Entries from a pointing dataset:
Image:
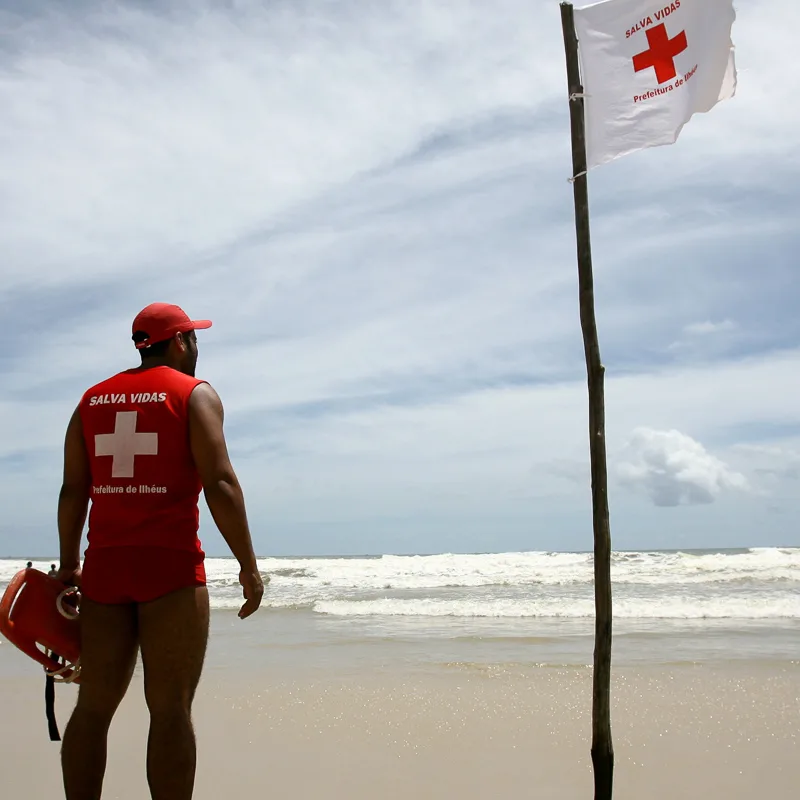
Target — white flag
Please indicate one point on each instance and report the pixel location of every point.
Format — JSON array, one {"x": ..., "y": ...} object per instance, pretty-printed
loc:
[{"x": 647, "y": 66}]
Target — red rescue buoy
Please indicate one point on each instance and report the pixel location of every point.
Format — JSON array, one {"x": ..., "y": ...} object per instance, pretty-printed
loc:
[{"x": 39, "y": 615}]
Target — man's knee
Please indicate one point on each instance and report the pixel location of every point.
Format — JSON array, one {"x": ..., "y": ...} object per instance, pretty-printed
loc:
[
  {"x": 169, "y": 702},
  {"x": 96, "y": 710}
]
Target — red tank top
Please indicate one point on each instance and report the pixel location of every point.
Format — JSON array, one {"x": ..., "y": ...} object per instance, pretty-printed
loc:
[{"x": 145, "y": 486}]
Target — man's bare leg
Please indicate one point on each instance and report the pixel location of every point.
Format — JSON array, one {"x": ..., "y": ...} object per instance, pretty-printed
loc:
[
  {"x": 173, "y": 633},
  {"x": 108, "y": 656}
]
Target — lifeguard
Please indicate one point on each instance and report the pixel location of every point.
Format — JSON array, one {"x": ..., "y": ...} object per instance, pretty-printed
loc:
[{"x": 141, "y": 446}]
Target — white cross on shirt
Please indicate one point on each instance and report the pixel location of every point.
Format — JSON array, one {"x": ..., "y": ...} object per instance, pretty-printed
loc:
[{"x": 125, "y": 444}]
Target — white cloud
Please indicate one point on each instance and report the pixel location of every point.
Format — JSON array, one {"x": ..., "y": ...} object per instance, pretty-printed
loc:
[
  {"x": 371, "y": 203},
  {"x": 673, "y": 469},
  {"x": 708, "y": 327}
]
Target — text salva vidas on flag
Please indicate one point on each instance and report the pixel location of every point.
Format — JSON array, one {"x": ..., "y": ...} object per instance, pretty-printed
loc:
[{"x": 648, "y": 66}]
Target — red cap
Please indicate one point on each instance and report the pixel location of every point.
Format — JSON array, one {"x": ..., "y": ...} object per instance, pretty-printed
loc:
[{"x": 160, "y": 321}]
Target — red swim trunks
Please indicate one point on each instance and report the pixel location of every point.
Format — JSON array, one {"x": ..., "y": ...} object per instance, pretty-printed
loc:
[{"x": 116, "y": 575}]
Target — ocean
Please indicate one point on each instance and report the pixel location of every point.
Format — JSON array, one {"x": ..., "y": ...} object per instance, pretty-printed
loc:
[{"x": 520, "y": 608}]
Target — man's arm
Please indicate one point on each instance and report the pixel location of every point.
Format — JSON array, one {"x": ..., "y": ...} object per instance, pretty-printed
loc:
[
  {"x": 73, "y": 499},
  {"x": 222, "y": 490}
]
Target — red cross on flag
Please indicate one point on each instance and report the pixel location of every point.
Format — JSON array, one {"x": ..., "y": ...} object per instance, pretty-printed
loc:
[{"x": 648, "y": 66}]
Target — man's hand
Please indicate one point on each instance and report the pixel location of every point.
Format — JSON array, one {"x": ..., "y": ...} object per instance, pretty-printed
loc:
[
  {"x": 252, "y": 591},
  {"x": 69, "y": 575}
]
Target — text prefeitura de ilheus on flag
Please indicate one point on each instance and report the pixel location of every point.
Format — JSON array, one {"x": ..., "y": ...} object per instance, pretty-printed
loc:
[{"x": 647, "y": 66}]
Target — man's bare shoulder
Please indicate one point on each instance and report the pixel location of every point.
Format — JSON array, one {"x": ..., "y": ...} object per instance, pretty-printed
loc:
[{"x": 204, "y": 397}]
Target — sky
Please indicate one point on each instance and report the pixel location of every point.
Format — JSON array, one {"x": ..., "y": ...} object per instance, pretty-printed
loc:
[{"x": 370, "y": 200}]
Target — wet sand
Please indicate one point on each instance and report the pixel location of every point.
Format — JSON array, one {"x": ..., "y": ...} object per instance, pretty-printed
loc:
[{"x": 453, "y": 730}]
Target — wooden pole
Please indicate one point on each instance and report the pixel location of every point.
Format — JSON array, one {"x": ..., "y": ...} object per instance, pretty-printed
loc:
[{"x": 602, "y": 747}]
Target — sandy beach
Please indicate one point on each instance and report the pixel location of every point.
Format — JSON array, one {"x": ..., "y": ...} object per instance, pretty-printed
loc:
[{"x": 453, "y": 730}]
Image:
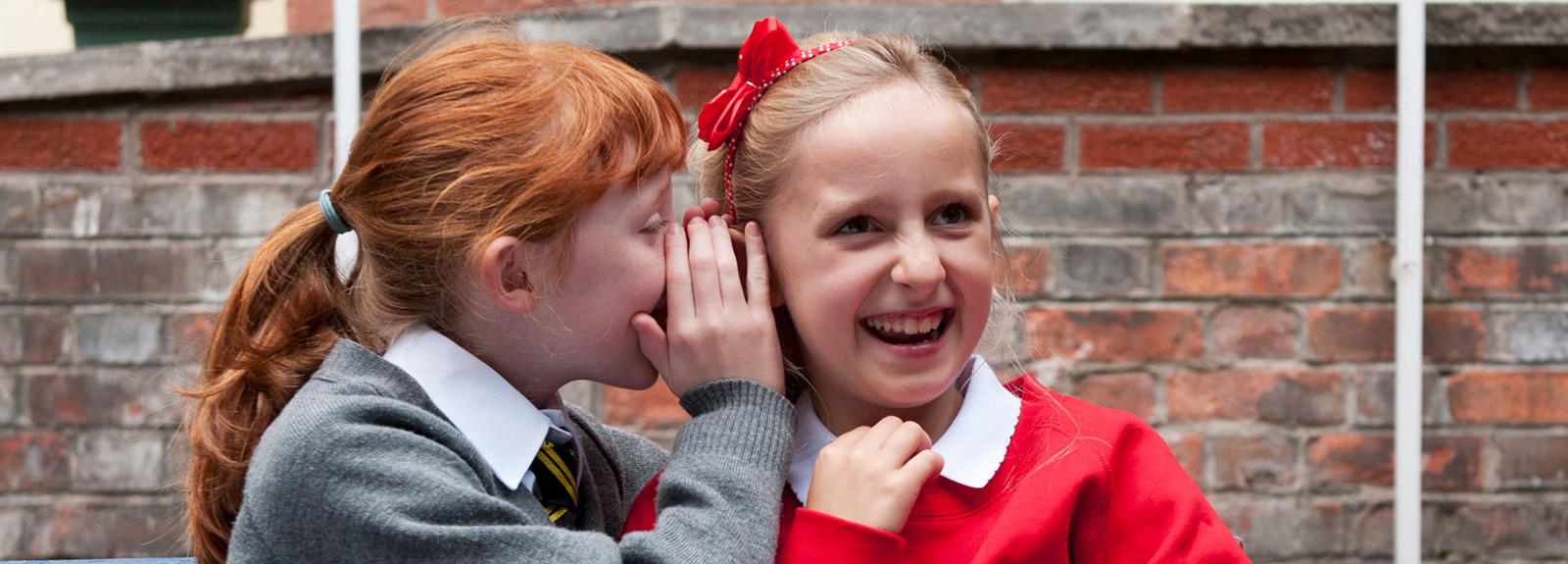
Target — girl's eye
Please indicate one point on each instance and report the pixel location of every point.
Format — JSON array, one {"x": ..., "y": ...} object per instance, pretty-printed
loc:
[
  {"x": 855, "y": 225},
  {"x": 951, "y": 214}
]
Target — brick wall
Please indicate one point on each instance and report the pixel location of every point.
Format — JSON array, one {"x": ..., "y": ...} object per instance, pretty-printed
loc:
[{"x": 1201, "y": 239}]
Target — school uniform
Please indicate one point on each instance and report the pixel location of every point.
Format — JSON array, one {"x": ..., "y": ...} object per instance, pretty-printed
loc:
[
  {"x": 370, "y": 462},
  {"x": 1029, "y": 477}
]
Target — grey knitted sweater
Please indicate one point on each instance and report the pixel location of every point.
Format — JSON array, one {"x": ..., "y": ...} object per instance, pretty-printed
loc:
[{"x": 361, "y": 467}]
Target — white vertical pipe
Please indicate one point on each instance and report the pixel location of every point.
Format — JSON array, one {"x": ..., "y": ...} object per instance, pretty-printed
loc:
[
  {"x": 1408, "y": 279},
  {"x": 345, "y": 78}
]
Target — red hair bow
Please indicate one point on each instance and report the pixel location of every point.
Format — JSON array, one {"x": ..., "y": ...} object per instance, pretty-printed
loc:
[{"x": 767, "y": 54}]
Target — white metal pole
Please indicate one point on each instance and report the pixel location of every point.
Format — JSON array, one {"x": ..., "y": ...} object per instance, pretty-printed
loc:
[{"x": 1407, "y": 269}]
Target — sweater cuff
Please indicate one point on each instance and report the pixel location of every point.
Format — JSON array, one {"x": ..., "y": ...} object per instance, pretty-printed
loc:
[
  {"x": 739, "y": 417},
  {"x": 820, "y": 538}
]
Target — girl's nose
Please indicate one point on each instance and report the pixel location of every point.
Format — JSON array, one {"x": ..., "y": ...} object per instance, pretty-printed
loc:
[{"x": 919, "y": 266}]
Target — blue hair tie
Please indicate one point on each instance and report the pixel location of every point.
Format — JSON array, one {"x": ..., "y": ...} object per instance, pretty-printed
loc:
[{"x": 331, "y": 214}]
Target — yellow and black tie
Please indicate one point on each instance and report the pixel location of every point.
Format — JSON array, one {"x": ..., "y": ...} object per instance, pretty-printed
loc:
[{"x": 556, "y": 480}]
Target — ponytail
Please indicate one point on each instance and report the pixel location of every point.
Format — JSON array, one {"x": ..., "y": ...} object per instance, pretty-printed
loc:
[{"x": 278, "y": 324}]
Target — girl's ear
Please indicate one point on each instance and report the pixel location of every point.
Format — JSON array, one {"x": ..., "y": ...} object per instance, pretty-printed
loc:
[{"x": 506, "y": 276}]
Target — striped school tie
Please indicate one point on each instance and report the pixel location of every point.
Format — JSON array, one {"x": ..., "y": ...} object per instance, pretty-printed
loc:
[{"x": 556, "y": 480}]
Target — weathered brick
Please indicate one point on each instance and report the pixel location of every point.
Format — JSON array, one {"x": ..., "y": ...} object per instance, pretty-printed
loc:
[
  {"x": 1376, "y": 399},
  {"x": 1102, "y": 269},
  {"x": 1165, "y": 333},
  {"x": 1509, "y": 143},
  {"x": 1253, "y": 271},
  {"x": 1264, "y": 462},
  {"x": 1333, "y": 205},
  {"x": 1454, "y": 334},
  {"x": 1253, "y": 332},
  {"x": 1471, "y": 90},
  {"x": 1504, "y": 271},
  {"x": 33, "y": 461},
  {"x": 1027, "y": 269},
  {"x": 1027, "y": 148},
  {"x": 1371, "y": 90},
  {"x": 18, "y": 209},
  {"x": 1509, "y": 398},
  {"x": 1206, "y": 146},
  {"x": 1300, "y": 398},
  {"x": 71, "y": 530},
  {"x": 229, "y": 145},
  {"x": 1329, "y": 145},
  {"x": 1285, "y": 528},
  {"x": 88, "y": 145},
  {"x": 1350, "y": 333},
  {"x": 1188, "y": 446},
  {"x": 1100, "y": 91},
  {"x": 697, "y": 85},
  {"x": 120, "y": 338},
  {"x": 1247, "y": 90},
  {"x": 1548, "y": 88},
  {"x": 1239, "y": 205},
  {"x": 1095, "y": 205},
  {"x": 650, "y": 409},
  {"x": 1533, "y": 462},
  {"x": 1128, "y": 391},
  {"x": 104, "y": 398},
  {"x": 118, "y": 461}
]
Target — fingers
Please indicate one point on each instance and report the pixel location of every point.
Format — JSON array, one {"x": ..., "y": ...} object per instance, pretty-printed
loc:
[{"x": 758, "y": 271}]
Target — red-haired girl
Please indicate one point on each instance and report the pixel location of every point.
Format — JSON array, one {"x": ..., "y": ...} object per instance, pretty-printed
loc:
[
  {"x": 512, "y": 203},
  {"x": 867, "y": 165}
]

STATED EXERCISE:
Output the lines from the line containing "Target — ponytail" to the end, both included; add nothing.

THE COMPLETED TASK:
Target — ponytail
Please indicate one point on each instance and report the pixel location of every point.
Format — JSON array, one {"x": ..., "y": ...} object per instance, pretty-printed
loc:
[{"x": 278, "y": 324}]
Target — girl's ear
Please indicate one point on each instance and report the pixel location of every point.
Format — JSON array, one {"x": ..., "y": ...} object per instance, pretty-printed
loc:
[{"x": 506, "y": 276}]
Target — striped school tie
Please indicate one point on each instance and report the pixel location of every point.
Format — JSON array, one {"x": ..., "y": ...} object per instance, pretty-printed
loc:
[{"x": 556, "y": 480}]
Target — weathered brick
Please indicate one point on each instance and report the pixel location of every point.
Format — JSON array, one {"x": ..., "y": ...} object per instance, pretty-printed
loc:
[
  {"x": 1376, "y": 399},
  {"x": 1102, "y": 269},
  {"x": 1165, "y": 333},
  {"x": 1509, "y": 143},
  {"x": 1253, "y": 271},
  {"x": 1264, "y": 462},
  {"x": 1333, "y": 205},
  {"x": 1454, "y": 334},
  {"x": 1253, "y": 332},
  {"x": 1471, "y": 90},
  {"x": 1504, "y": 271},
  {"x": 33, "y": 461},
  {"x": 1027, "y": 269},
  {"x": 1027, "y": 148},
  {"x": 1371, "y": 90},
  {"x": 18, "y": 209},
  {"x": 1509, "y": 398},
  {"x": 1206, "y": 146},
  {"x": 1300, "y": 398},
  {"x": 71, "y": 530},
  {"x": 229, "y": 145},
  {"x": 1329, "y": 145},
  {"x": 1285, "y": 528},
  {"x": 88, "y": 145},
  {"x": 1350, "y": 333},
  {"x": 1188, "y": 446},
  {"x": 1100, "y": 91},
  {"x": 697, "y": 85},
  {"x": 120, "y": 338},
  {"x": 1247, "y": 90},
  {"x": 1548, "y": 88},
  {"x": 1239, "y": 205},
  {"x": 1095, "y": 205},
  {"x": 650, "y": 409},
  {"x": 1533, "y": 462},
  {"x": 1128, "y": 391},
  {"x": 104, "y": 398},
  {"x": 118, "y": 461}
]
Target — fingers
Please indicate one point on each instance and report the pixel location of every point.
Format — JSON array, one {"x": ..., "y": ...} object per instance, pretty-printed
loc:
[{"x": 758, "y": 271}]
Target — red-haired girl
Please indicate one point on each instance and report the pixel location of every point.
Format — JSON array, one {"x": ..., "y": ...} object per instance, pretty-printed
loc:
[
  {"x": 512, "y": 203},
  {"x": 867, "y": 165}
]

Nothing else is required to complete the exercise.